- **Short exercise**
Copy out every line of the records below word for word, omitting the pictures.

(Object position labeling entries)
::::::

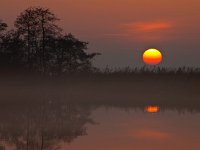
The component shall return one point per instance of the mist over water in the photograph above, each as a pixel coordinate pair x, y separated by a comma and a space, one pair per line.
99, 113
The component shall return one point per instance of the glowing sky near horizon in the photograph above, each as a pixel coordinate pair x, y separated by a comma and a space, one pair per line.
122, 29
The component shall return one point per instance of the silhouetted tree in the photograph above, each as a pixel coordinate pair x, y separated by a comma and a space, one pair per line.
68, 54
35, 25
12, 50
3, 26
38, 44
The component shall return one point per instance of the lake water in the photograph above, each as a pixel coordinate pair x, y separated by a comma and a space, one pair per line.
90, 127
117, 114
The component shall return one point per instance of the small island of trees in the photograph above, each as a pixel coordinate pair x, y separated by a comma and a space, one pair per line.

::::::

- **Full output**
The component shall return one point per instance of the mist over water in the photograph above, each as a pixel coordinate pair x, y separated by a comma and a space, one pair per line.
99, 113
The component shall return one point per instance of the glowing sky near horizon in the photograph above, each as a pixel coordinate pair x, y separated by a comma and a space, one pair per line.
122, 29
The component shall return one point per instance of the silhouetted tree in the photograph above, each as a pixel coordinate pair x, y separated by a comma and a space, one pair per line.
68, 54
35, 25
12, 50
3, 26
38, 44
The component shall return one point per instance of the lake water in the photograph above, each as a pixel coordinate pair x, y separated by a comma and a space, one pair per line.
90, 127
117, 114
The component shall return one point per instance of the small island of trees in the photograph above, each as a pixel coordinate pair x, y separated by a comma and a space, one pair per line.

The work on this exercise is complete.